**AIM**
Starting at the line that contains "Exercise. Annotate the upright" and continuing to the end of the records, rewrite those lines with "upright headstone" changed to "standing headstone" and everything else left as is. Omit the pictures.

• • •

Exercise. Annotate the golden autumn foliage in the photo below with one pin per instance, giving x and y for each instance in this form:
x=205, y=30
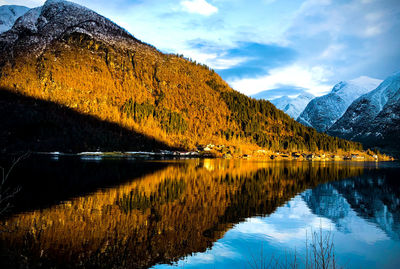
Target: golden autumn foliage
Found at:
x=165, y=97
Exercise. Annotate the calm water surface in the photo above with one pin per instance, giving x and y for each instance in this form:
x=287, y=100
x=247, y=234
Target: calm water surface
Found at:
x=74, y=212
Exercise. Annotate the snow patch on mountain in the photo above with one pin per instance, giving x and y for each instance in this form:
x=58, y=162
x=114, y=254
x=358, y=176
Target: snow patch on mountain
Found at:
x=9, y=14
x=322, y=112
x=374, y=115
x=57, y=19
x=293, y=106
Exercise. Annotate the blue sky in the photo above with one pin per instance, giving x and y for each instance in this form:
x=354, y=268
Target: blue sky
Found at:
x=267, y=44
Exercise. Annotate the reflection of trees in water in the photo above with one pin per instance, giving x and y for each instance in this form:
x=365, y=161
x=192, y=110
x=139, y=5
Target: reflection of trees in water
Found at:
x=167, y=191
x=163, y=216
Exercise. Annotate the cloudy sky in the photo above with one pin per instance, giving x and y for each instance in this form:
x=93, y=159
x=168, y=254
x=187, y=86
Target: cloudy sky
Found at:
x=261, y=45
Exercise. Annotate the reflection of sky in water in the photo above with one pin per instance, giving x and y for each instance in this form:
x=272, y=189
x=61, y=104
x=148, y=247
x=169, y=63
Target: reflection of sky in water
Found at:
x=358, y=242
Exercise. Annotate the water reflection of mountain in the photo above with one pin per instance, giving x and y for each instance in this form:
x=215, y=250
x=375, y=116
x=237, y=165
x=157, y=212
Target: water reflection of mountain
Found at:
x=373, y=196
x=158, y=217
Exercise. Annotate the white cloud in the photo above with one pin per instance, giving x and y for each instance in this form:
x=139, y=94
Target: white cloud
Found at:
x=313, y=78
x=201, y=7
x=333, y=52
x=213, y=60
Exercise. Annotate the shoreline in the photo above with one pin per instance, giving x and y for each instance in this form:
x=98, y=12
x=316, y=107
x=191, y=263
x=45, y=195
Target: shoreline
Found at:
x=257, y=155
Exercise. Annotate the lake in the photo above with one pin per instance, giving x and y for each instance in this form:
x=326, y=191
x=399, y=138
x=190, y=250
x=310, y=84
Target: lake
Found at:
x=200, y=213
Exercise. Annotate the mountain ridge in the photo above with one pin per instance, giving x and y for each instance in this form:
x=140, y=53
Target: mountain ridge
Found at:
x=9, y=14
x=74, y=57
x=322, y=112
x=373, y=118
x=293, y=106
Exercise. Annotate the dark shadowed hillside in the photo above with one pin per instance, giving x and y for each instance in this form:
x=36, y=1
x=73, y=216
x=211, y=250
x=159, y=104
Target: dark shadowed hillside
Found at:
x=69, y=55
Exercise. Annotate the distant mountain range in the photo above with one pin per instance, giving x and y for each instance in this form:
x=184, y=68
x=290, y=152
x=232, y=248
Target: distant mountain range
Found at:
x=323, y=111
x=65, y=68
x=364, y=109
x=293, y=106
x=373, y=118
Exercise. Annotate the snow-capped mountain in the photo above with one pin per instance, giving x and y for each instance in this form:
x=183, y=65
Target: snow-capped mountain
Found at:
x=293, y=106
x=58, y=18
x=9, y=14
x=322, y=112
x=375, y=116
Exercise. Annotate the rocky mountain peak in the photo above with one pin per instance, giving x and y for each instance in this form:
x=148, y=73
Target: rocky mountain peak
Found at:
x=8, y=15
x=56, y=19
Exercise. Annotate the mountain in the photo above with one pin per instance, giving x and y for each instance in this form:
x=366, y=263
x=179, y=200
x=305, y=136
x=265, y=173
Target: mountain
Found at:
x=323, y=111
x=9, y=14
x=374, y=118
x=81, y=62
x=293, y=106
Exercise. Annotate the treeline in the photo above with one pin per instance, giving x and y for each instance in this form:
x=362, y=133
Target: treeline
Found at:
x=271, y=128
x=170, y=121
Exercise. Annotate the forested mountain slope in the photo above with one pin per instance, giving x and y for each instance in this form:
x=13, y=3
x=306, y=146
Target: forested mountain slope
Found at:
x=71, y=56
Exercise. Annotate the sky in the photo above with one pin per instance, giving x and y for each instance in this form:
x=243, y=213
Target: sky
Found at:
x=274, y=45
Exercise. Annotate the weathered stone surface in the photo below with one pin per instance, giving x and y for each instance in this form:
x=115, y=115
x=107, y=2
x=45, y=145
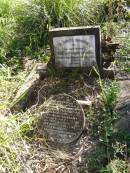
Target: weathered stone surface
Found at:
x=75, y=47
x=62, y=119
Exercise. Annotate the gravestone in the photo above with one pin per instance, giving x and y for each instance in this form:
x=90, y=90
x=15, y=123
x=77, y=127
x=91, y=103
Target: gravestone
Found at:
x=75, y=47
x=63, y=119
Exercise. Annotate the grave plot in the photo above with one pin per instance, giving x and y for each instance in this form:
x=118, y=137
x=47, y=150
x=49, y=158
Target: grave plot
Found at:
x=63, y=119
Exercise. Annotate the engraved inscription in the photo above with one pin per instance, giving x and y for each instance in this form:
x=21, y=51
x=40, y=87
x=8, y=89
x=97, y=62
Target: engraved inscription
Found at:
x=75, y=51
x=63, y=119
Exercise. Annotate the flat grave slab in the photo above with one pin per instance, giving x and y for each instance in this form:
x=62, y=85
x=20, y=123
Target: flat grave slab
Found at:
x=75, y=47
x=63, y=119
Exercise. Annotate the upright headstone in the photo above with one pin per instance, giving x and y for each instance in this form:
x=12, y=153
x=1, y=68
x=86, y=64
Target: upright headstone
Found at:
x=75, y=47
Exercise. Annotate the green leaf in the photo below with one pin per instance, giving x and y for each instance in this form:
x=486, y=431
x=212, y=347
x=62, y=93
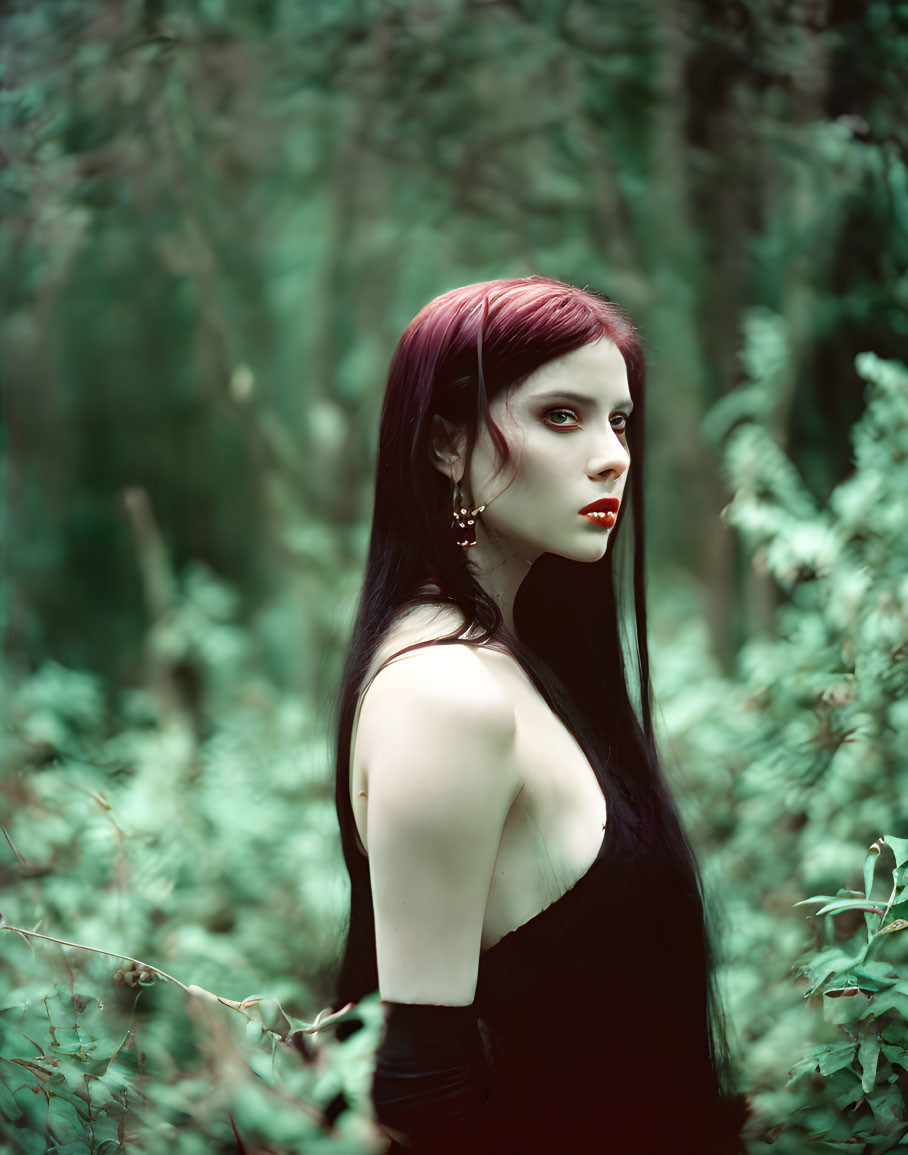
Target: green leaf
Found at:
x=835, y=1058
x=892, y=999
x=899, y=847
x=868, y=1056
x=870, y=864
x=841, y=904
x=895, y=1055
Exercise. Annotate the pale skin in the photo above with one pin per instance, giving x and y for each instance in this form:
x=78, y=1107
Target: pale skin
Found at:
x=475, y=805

• • •

**COMPLETE RESPONSE**
Exercise. Annotate the standing headstone in the photo above with one pin per instance, giving x and y for each instance in this form:
x=12, y=153
x=1, y=68
x=86, y=64
Target: standing headstone
Found at:
x=75, y=47
Exercise. Annotate the green leaf in the photo below with one pin per instance, giving x and y for each instance in this form:
x=486, y=431
x=212, y=347
x=62, y=93
Target: green leaf
Found at:
x=835, y=1058
x=892, y=999
x=899, y=847
x=868, y=1056
x=870, y=864
x=841, y=904
x=895, y=1055
Exercise. Annotate the pale skin in the photo above with one pin per instance, giving x and y for each instance in this form:
x=78, y=1107
Target: pale skin
Found at:
x=475, y=805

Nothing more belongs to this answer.